## [Source excerpt]
>>
# Upload a local datafile to add or replace a Dataset in a Collection

The script in this notebook performs the upload of a local datafile to a given Collection (as identified by its Collection id), where the datafile becomes a Dataset accessible via the CZ CELLxGENE Discover data portal.

In order to use this script, you must have a Curation API key (obtained from upper-righthand dropdown in the CZ CELLxGENE Discover data portal after logging in).

_For **new** Datasets_: You must separately create a Dataset (the `create_dataset.ipynb` notebook). Then, use the returned Dataset `id` as the suffix (append to the `UploadKeyPrefix` returned from the `/s3-upload-credentials` endpoint) of the S3 upload key. See code below, or read more detailed instructions about how to submit Datasets via S3 upload in [the description for the credentials endpoint](https://api.cellxgene.cziscience.com/curation/ui/#/collection/backend.corpora.lambdas.api.v1.curation.collections.collection_id.datasets.upload_s3.get).

_For **replacing/updating** existing Datasets_: Uploads to a Dataset id that is already populated with data will result in the existing Dataset being replaced by a new Dataset created from the datafile that you are uploading.
<<
## [Available data]
>>
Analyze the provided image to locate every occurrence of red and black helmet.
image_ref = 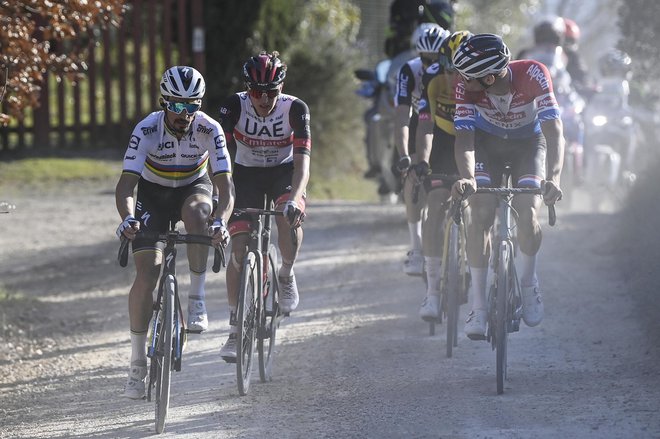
<<
## [What to work on]
1 - From the datafile upload instructions, quote the passage starting with "# Upload a local" and going on through "after logging in).".
2 - Continue the instructions for uploading a local datafile to a Collection from the point where they stop.

## [Solved problems]
1 -
# Upload a local datafile to add or replace a Dataset in a Collection

The script in this notebook performs the upload of a local datafile to a given Collection (as identified by its Collection id), where the datafile becomes a Dataset accessible via the CZ CELLxGENE Discover data portal.

In order to use this script, you must have a Curation API key (obtained from upper-righthand dropdown in the CZ CELLxGENE Discover data portal after logging in).

2 -
You can only add/replace Datasets in _private_ Collections or _private Revisions_ of published Collections.

### Import dependencies

In [None]:
from src.dataset import upload_datafiles_from_manifest, upload_local_datafile
from src.utils.config import set_api_access_config

#### <font color='#bc00b0'>Please fill in the required values:</font>

<font color='#bc00b0'>(Required) Provide the path to your api key file</font>

In [None]:
api_key_file_path = "path/to/api-key-file"

<font color='#bc00b0'>(Required) Provide the absolute path to the h5ad datafile to upload</font>

In [None]:
anndata_file_path = "/absolute/path/to-datafile.h5ad"
atac_fragment_file_path = "/absolute/path/to-datafile.tsv.bgz"
manifest = {}

<font color='#bc00b0'>(Required) Enter the id of the Collection to which you wish to add this datafile as a Dataset</font>

_The Collection id can be found by looking at the url path in the address bar 
when viewing your Collection in the CZ CELLxGENE Discover data portal: `/collections/{collection_id}`. You can only add/replace Datasets in private Collections or private revisions of published Collections. In order to edit a published Collection, you must first create a revision of that Collection._

In [None]:
collection_id = "01234567-89ab-cdef-0123-456789abcdef"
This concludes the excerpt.